Return the records that follow, matching each one exactly.

# Start of Data to process

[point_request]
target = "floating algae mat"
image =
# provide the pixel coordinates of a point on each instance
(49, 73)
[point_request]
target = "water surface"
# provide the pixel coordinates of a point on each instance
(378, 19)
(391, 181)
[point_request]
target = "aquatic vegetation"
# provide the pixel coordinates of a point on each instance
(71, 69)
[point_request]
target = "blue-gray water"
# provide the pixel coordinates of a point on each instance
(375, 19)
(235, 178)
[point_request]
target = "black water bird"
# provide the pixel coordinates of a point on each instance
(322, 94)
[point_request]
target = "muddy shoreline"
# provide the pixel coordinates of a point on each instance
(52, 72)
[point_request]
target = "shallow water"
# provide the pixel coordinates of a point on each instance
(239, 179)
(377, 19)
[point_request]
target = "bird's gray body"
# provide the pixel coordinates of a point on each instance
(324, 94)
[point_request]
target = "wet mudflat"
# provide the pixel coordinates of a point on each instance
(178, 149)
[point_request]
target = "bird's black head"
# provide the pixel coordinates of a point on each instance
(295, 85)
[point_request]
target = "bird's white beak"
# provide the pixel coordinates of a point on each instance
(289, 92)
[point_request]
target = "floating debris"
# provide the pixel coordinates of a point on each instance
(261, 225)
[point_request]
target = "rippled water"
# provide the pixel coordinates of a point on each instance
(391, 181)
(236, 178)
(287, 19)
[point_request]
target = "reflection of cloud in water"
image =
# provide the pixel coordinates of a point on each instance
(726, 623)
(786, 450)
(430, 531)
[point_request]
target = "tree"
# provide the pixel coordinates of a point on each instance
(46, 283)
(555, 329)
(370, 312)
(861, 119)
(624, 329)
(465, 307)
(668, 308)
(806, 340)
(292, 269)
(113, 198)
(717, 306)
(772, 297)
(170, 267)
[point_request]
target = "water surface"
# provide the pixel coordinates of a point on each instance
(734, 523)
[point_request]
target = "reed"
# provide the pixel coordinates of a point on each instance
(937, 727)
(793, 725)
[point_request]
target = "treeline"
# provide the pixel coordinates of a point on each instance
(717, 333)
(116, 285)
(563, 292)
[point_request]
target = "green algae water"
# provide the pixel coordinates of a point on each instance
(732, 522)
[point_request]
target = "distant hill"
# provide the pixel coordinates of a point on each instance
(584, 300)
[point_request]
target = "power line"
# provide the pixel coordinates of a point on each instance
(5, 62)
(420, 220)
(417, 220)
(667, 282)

# End of Data to process

● Solved exercise:
[point_request]
target = "floating algae mat"
image =
# provide the pixel coordinates of a point on each instance
(49, 73)
[point_request]
target = "water surface"
# provide the pixel coordinates of a point on each instance
(378, 19)
(391, 181)
[point_request]
target = "aquatic vegetation"
# provide the pixel coordinates of a point on each instance
(71, 69)
[point_request]
target = "blue-gray water"
# provide the pixel coordinates of a point on each instance
(375, 19)
(235, 178)
[point_request]
target = "black water bird"
# provide the pixel coordinates of a point on each instance
(322, 94)
[point_request]
target = "muddy shoreline"
# provide the pixel coordinates of a point on each instance
(52, 72)
[point_request]
target = "shallow water"
# provide the pixel coordinates of a point on each instance
(239, 179)
(377, 19)
[point_request]
target = "bird's gray body"
# provide the pixel coordinates of a point on each instance
(324, 94)
[point_request]
target = "wet mudflat"
# provide the pixel coordinates of a point on each instance
(178, 149)
[point_request]
target = "bird's black head"
# provide the pixel coordinates of a point on each instance
(295, 85)
[point_request]
target = "bird's white beak"
# provide the pixel coordinates of a point on each instance
(289, 92)
[point_request]
target = "floating debris"
# provide the pixel coordinates of a point on each instance
(261, 225)
[point_request]
target = "rippled water"
# provide the pixel coordinates of a point on each instance
(391, 181)
(236, 178)
(287, 19)
[point_request]
target = "reflection of cloud in water"
image =
# provide the pixel coordinates of a point on each instance
(726, 623)
(786, 450)
(430, 531)
[point_request]
target = "tree"
# provide the pixel coordinates of a point on each instance
(46, 283)
(555, 329)
(370, 312)
(861, 119)
(624, 329)
(465, 307)
(668, 308)
(806, 340)
(292, 269)
(113, 198)
(717, 306)
(772, 297)
(170, 267)
[point_request]
target = "water surface"
# provide the pixel coordinates of a point on each instance
(734, 523)
[point_request]
target = "reed"
# provide the pixel coordinates of a point on each instance
(937, 727)
(793, 725)
[point_request]
target = "treeline"
# provide the pixel coordinates of a point on each instance
(717, 333)
(116, 285)
(563, 292)
[point_request]
target = "green algae water"
# provide the pixel coordinates of a point on each instance
(732, 522)
[point_request]
target = "distant hill"
# provide the pixel coordinates of a point on each instance
(584, 300)
[point_request]
target = "power line"
# provide the pixel coordinates of a point on each instance
(5, 62)
(420, 220)
(417, 220)
(667, 282)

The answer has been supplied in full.